### What the exercise asks:
Every single record below is to be reproduced exactly.

Records from a data collection:

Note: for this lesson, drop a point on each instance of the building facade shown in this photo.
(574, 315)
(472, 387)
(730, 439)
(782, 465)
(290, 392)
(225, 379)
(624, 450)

### Solution for this task:
Note: for this lesson, drop a point on each instance of the building facade shown in this photo.
(574, 315)
(472, 387)
(730, 439)
(782, 465)
(290, 392)
(225, 379)
(624, 450)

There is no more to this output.